◆ Point localization data:
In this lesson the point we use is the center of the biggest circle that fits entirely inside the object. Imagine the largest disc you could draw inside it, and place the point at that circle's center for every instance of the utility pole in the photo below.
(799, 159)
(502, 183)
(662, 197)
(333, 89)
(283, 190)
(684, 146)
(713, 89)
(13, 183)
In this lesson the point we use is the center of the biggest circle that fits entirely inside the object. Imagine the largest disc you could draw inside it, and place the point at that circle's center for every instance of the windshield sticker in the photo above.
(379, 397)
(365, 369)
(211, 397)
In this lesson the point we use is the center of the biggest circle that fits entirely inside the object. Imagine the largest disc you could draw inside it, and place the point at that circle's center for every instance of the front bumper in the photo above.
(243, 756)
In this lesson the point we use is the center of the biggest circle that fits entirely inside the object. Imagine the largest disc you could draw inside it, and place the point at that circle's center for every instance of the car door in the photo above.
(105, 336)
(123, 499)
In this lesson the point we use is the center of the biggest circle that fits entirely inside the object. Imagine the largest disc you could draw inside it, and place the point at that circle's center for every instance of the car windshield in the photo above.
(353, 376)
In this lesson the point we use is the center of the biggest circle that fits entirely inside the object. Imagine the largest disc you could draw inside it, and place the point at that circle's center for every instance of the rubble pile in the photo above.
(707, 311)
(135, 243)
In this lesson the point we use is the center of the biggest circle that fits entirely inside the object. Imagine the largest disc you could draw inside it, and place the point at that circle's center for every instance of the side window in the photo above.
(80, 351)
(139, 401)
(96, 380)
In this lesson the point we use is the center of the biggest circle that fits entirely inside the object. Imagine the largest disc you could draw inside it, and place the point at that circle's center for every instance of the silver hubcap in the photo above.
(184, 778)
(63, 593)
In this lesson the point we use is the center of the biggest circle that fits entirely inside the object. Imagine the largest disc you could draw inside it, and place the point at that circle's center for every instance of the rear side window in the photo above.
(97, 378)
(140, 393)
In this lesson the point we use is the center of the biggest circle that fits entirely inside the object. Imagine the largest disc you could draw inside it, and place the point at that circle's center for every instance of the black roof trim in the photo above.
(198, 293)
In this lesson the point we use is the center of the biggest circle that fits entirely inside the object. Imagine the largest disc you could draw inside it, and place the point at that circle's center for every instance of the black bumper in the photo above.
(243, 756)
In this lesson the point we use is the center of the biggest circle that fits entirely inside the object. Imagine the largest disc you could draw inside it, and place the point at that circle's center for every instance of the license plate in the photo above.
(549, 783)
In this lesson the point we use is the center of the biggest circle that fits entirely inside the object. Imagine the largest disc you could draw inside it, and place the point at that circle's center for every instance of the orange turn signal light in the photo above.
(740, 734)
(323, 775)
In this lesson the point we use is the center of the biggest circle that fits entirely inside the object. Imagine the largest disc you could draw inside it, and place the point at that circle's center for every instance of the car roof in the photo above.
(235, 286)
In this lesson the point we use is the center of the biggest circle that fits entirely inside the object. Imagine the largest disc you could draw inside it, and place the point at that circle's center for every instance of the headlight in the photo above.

◆ Task objective: Copy the records above. Keep every word as it is.

◆ Output below:
In this lesson the point we use is the center of the biggest circle that fits entirely inside the object. Imagine the largest disc you could draw inside it, and place the point at that circle's center for every instance of the utility pole in the photo below.
(799, 159)
(502, 183)
(662, 197)
(333, 89)
(283, 190)
(684, 146)
(713, 89)
(13, 183)
In this lesson the point we use is the center of the biggest circle that fits entirely inside the object. Imagine the largest disc you could draw inside it, and place the point at that circle's center for every instance of the windshield sticker in the photo above.
(379, 397)
(365, 369)
(211, 397)
In this lesson the point we use is the center of the biggest circle that fits entirely inside the object. Imagine the largest disc you could draw inside it, and place the point at that circle's center for every instance of the front bumper in the photo above.
(243, 756)
In this lesson the point we use is the center of the biggest circle that fits entirely inside the object. Imagine the largest disc you could draw inside it, and place the point at that circle's center for every instance of the car door in the photo above.
(105, 336)
(123, 499)
In this lesson the point we use is the center of the biggest circle that fits entirely inside the object. Imagine the largest disc you could draw inside it, and place the point at that circle's center for every instance of the car windshield in the photo above.
(353, 376)
In this lesson the point we use is the center of the biggest circle that fits entirely inside the object. Imagine the largest disc you could draw inside it, and place the point at that circle's center for every instance of the rubble pile in the photo above.
(707, 311)
(135, 243)
In this lesson the point we use is the center of the biggest circle that fits entirely inside the object. Imagine the largest disc you could draw inside it, and place the point at that circle's center for every instance of the side window in the photo above.
(80, 351)
(139, 401)
(96, 380)
In this lesson the point we use is the center of the biggest circle that fits entirely inside the object. Imagine the largest disc you could draw inside it, and place the point at that circle's center for every instance of the silver hubcap in the photo above.
(184, 778)
(63, 593)
In this lesson the point we use is the center of the biggest circle that fits entirely inside the object. Imagine the largest disc you could draw inside it, and place the point at that circle's center for every instance of the rear side window in the photo above.
(97, 378)
(140, 393)
In this lesson the point we use is the center of the biggest circle that fits entirely inside the object. Imagine the largest disc you could draw inside it, and place the point at that circle's center for every instance of the black roof trim in the photo above.
(198, 293)
In this lesson the point we use is the center of the biggest circle that fits entirely inside the object. Imagine the largest disc you could draw inside it, and place the point at that circle's center for every instance of the black bumper in the photo above.
(243, 756)
In this lesson the point we use is the center of the biggest circle that fits entirely inside the object. Imagine the largest disc you could draw inside it, and place the point at that circle's center for every instance of the license plate in the photo above.
(549, 783)
In this lesson the point we use is the center of the biggest circle that fits entirely inside the object. Imagine the largest disc you could draw inside it, and place the point at that circle's center for every instance of the orange turn signal light in the photo above.
(740, 734)
(323, 775)
In this lesson the point we use is the center of the biggest circle that fits entirely inside the object. Imagine the largest disc you could draw inside it, and place the point at that circle's center for every instance of the car roof in the photo above.
(235, 286)
In this lesson the point we use is the center of the biggest circle that fits entirely inside the object. Imagine the largest disc you could draw inside it, and place the point at that circle's center for every instance of the headlight in the photo above.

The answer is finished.